**EXTRACT**

Putin compares self to monarch, foreign fighters face death


BAKHMUT, Ukraine (AP) — Two British citizens and a Moroccan were sentenced to death Thursday for fighting on Ukraine’s side, in a punishment handed down by the country’s pro-Moscow rebels.

The proceedings against the three captured fighters were denounced by Ukraine and the West as a sham and a violation of the rules of war.

Meanwhile, Russian President Vladimir Putin appeared to liken himself to conquering monarch Peter the Great and spoke of his country’s need to “take back” territory and reinforce itself as the Kremlin’s forces continued a grinding war of attrition in eastern Ukraine.

A court in the self-proclaimed Donetsk People’s Republic in Ukraine found the three fighters guilty of seeking the violent overthrow of power, an offense punishable by death in the unrecognized eastern republic. The men were also convicted of mercenary activities and terrorism.

Russia’s state news agency RIA Novosti reported that the men — identified as Aiden Aslin, Shaun Pinner and Brahim Saadoun — will face a firing squad. They have a month to appeal.

The separatist side argued that the three were “mercenaries” not entitled to the usual protections accorded prisoners of war. The men are the first foreign fighters sentenced by Ukraine’s Russian-backed separatists.

Ukrainian Foreign Ministry spokesman Oleh Nikolenko condemned the proceedings as legally invalid, saying, “Such show trials put the interests of propaganda above the law and morality.” He said that all foreign citizens fighting as part of Ukraine’s armed forces should be considered Ukrainian military personnel and protected as such.

British Foreign Secretary Luz Truss pronounced the sentencing a “sham judgment with absolutely no legitimacy.” Prime Minister Boris Johnson’s spokesman Jamie Davies said that under the Geneva Conventions, POWs are entitled to immunity as combatants.

Saadoun’s father, Taher Saadoun, told the Moroccan online Arab-language newspaper Madar 21 that his son is not a mercenary and that he holds Ukrainian citizenship.

Aslin’s and Pinner’s families have said that the two men were long-serving members of the Ukrainian military. Both are said to have lived in Ukraine since 2018.

**DIRECTIONS**
[1] Rewrite the paragraph of the article that begins "A court in the self-proclaimed" in fewer words, keeping its main facts.
[2] Decide whether each statement agrees with the article. Answer yes or no for each, and quote the words from the article that settle it.
(a) The three men have a month to appeal.
(b) Saadoun's father says his son is a mercenary.
(c) The three men are the first foreign fighters sentenced by the Russian-backed separatists.

**PROVIDED MATERIAL**
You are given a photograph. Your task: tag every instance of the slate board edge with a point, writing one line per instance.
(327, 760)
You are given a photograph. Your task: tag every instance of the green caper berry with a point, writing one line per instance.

**RESULTS FOR THE EXERCISE**
[1] A court in the self-proclaimed, unrecognized Donetsk People's Republic convicted the three fighters of seeking the violent overthrow of power, which is punishable by death there, and also of mercenary activities and terrorism.

[2]
(a) Yes: "They have a month to appeal."
(b) No: "his son is not a mercenary and that he holds Ukrainian citizenship."
(c) Yes: "The men are the first foreign fighters sentenced by Ukraine’s Russian-backed separatists."